### What is expected
Strip the pictures and reproduce the rest of the listing exactly.
—————
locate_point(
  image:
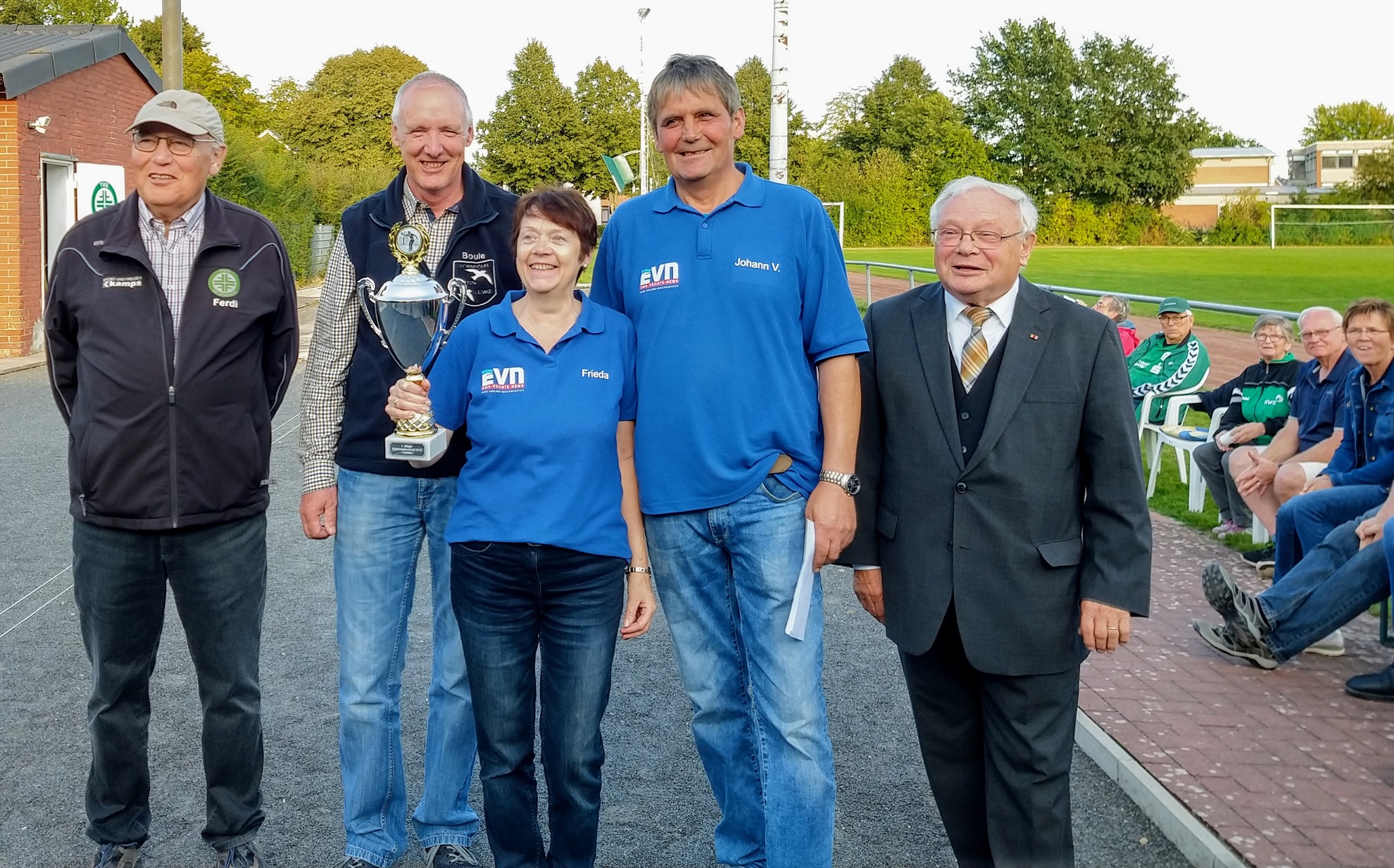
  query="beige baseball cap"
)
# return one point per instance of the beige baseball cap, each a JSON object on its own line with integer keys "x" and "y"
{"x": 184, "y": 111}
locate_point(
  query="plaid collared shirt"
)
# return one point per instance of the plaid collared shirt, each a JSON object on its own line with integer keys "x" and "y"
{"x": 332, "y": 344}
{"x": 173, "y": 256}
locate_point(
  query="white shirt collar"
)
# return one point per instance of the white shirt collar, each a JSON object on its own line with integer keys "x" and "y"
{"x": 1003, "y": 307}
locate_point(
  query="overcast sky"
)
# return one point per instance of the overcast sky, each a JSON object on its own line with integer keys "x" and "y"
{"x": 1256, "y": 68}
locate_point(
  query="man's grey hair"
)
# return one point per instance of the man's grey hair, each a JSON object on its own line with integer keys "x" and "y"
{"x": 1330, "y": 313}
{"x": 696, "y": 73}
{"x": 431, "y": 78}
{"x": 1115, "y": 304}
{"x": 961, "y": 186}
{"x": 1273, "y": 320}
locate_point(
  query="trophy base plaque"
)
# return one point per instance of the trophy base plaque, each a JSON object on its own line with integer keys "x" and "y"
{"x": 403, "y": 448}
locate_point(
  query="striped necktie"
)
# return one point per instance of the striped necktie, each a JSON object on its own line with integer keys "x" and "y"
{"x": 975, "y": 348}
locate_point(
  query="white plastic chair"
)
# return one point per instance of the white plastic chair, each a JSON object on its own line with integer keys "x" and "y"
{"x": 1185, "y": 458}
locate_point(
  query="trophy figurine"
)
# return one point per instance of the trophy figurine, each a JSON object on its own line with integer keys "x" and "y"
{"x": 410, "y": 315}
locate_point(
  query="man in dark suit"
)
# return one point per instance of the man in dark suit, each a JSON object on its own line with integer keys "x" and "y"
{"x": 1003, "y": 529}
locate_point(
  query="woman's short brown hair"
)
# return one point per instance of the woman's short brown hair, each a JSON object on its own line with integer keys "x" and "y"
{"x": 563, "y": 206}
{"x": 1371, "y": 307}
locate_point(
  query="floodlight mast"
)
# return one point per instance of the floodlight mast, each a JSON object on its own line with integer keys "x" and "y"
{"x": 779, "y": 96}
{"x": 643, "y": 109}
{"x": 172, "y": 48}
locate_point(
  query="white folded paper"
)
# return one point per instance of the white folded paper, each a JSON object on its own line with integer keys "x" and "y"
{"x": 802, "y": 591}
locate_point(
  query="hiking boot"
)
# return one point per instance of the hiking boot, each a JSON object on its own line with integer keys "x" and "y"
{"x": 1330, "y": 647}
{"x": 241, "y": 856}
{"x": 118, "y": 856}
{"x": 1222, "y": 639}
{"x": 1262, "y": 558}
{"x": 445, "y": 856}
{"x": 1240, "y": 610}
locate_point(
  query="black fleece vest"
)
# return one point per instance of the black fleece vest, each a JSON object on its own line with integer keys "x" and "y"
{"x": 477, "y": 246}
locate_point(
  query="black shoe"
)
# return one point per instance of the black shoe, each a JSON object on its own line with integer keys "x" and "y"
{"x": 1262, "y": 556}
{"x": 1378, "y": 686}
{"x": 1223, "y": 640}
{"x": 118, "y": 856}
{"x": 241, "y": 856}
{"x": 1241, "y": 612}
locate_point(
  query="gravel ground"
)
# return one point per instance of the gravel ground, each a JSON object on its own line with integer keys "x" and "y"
—————
### Exercise output
locate_point(
  image:
  query="beige baseball cap"
)
# return one point per instance of the beige baseball cap, each a JSON object on its own line with integer keys "x" and "y"
{"x": 184, "y": 111}
locate_point(
  query="plaid collared shirt"
)
# return one point per instance of the plaid collared shirt, each a JSON object on its own line with integer keys "x" and "y"
{"x": 332, "y": 344}
{"x": 173, "y": 256}
locate_point(
  query="white shirt collar"
)
# return one point per instance of the white shirt collar, each a JSON object on its own line with integer keys "x" and "y"
{"x": 1003, "y": 307}
locate_point(
  query="overcast sky"
)
# return one point per instance of the overcast sky, each a JSON object on its own line with integer keys "x" and "y"
{"x": 1256, "y": 68}
locate_point(
  query="man's grey hair"
)
# return one point per instance of the man's grey hair, each a JSON object on its own line with integer keys "x" and "y"
{"x": 1330, "y": 313}
{"x": 696, "y": 73}
{"x": 431, "y": 78}
{"x": 1115, "y": 304}
{"x": 961, "y": 186}
{"x": 1273, "y": 320}
locate_point(
  query="trophy base plaque"
)
# return one point per instance of the trophy base plaque, each a JSON object on its own line with integer keys "x" and "y"
{"x": 403, "y": 448}
locate_point(
  query="striped necktie"
)
# return one point per instance of the striped necktie, each a JSON object on its own line with integer keys "x" and "y"
{"x": 975, "y": 348}
locate_point(
  query="white plastic chair"
)
# return one point per instance of the white plastic chair, each a JSON object on its own line with integer keys "x" and "y"
{"x": 1185, "y": 458}
locate_point(
  query="trophy figurine"
)
# return one point per instance of the trophy figurine, each a JSON object on its own line with integer keys "x" and "y"
{"x": 410, "y": 315}
locate_point(
  query="man in dark suit"
)
# return one point per instance of the man in dark suit, each a JSON object on its own line with integer keys "x" and "y"
{"x": 1003, "y": 529}
locate_point(
  query="woman's short brown hair"
)
# return one point per instance of the woman's short brown hair, each a JSON object on its own line with integer keys "x" and "y"
{"x": 563, "y": 206}
{"x": 1371, "y": 307}
locate_point(
  query="floodlight mast"
)
# return one point per instance of the floodlight mast, each a JSON object on its own line with integer keys "x" and "y"
{"x": 779, "y": 96}
{"x": 643, "y": 109}
{"x": 172, "y": 48}
locate_point(
  query="white folded paper"
)
# return one point per instance of the white folded paper, each a JSON object on its own line with integer keys "x" and "y"
{"x": 802, "y": 591}
locate_point(
  query="hiking boot"
)
# return one point per instance of the hiking boot, each a JSON object on its own line with integer keys "x" and "y"
{"x": 1330, "y": 647}
{"x": 241, "y": 856}
{"x": 118, "y": 856}
{"x": 1222, "y": 639}
{"x": 1262, "y": 558}
{"x": 445, "y": 856}
{"x": 1240, "y": 610}
locate_point(
  query="black fleece vest"
)
# return one point per instance of the black fleece vest, each a JSON object on its own line with integer keys "x" and "y"
{"x": 477, "y": 246}
locate_point(
  query="black shoe"
)
# return one point per instance of the black shoe, each a JSON object on its own line with integer keys "x" and "y"
{"x": 1262, "y": 556}
{"x": 1378, "y": 686}
{"x": 1223, "y": 640}
{"x": 118, "y": 856}
{"x": 241, "y": 856}
{"x": 1241, "y": 612}
locate_point(
  query="gravel ground"
)
# return one point per instance of the gravel ground, each a JSON object on its own line with integer keys "x" and "y"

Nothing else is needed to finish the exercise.